■ **READING PASSAGE**:
--*--
Hospitality News South Africa

Radisson Hotel Group reports strong H1 growth

Radisson Hotel Group has had a strong first half of 2023, with strategic expansion across its portfolio in Asia-Pacific (APAC) and Europe, Middle East, and Africa (EMEA). This growth was evident through significant milestone openings and signings of more than 100+ hotels.

The group also introduced new opportunities for both owners and guests by incorporating art'otel into its collection. art'otel is a new brand that combines art and lifestyle elements, and it is expected to further strengthen Radisson Hotel Group's position in the market.
Source: Supplied | Radisson Collection Resort Marsa Alam Port Phoenice
Source: Supplied | Radisson Collection Resort Marsa Alam Port Phoenice

In APAC, Radisson Hotel Group added 60+ hotels to its portfolio, representing over 8,000 keys, in Vietnam, India, Thailand, the Philippines, and China. In Thailand, the Group has more than doubled its portfolio by signing seven new hotels with over 1,300 rooms in the last 12 months.

Key signings and openings include Radisson Hotel Ploenchit Bangkok which will become the Group’s flagship Radisson property in Thailand when it opens in 2024, a new Radisson RED hotel in Phuket, Radisson Resort & Spa in Hua Hin, Radisson Resort & Suites Phuket, and the debut of the Park Inn by Radisson brand in Thailand with a new signing in Bangkok.

Elie Younes, executive vice president and global chief development officer at Radisson Hotel Group, comments: "Over 65% of our owners have more than one hotel with us and this is thanks to the trust of our partners, relevance of our brands and servanthood of our people. We look forward to an exciting second half of the year and wish everyone a relaxing summer break."

Ramsay Rankoussi, vice president, development, Africa and Turkey at Radisson Hotel Group adds: "A superb indication of our growth in Africa is the materialisation of our pipeline into openings, where we have led consistently the biggest market share for the last 36 months, translating to a commendable 15% growth on our African portfolio, year-on-year, placing us well on track to reach our objective of 150 hotels within the next five years from 100 hotels today.

"Our rate of materialisation and openings is a testament not only to the quality of our pipeline but also reflects our conversion strategy in repositioning existing hotels under one of our brands. We are also proud to further entrench our stance as the operator with the most extensive presence in Africa with once again a new market entry as the only hotel operator."
--*--
■ **DATA BLOCK**:

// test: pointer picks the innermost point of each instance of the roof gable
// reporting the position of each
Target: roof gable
--*--
■ **INSTRUCTIONS**:
- 1) Can you give the Radisson Hotel Group article again, starting with "Radisson Hotel Group reports" and going on through "in the market.", but switch "milestone" to "landmark"?
- 2) How would you put this sentence from the Radisson Hotel Group article into Spanish: "In Thailand, the Group has more than doubled its portfolio by signing seven new hotels with over 1,300 rooms in the last 12 months."

■ **EXPECTED OUTPUTS**:
- 1)
Radisson Hotel Group reports strong H1 growth

Radisson Hotel Group has had a strong first half of 2023, with strategic expansion across its portfolio in Asia-Pacific (APAC) and Europe, Middle East, and Africa (EMEA). This growth was evident through significant landmark openings and signings of more than 100+ hotels.

The group also introduced new opportunities for both owners and guests by incorporating art'otel into its collection. art'otel is a new brand that combines art and lifestyle elements, and it is expected to further strengthen Radisson Hotel Group's position in the market.

- 2) En Tailandia, el Grupo ha más que duplicado su cartera al firmar siete nuevos hoteles con más de 1.300 habitaciones en los últimos 12 meses.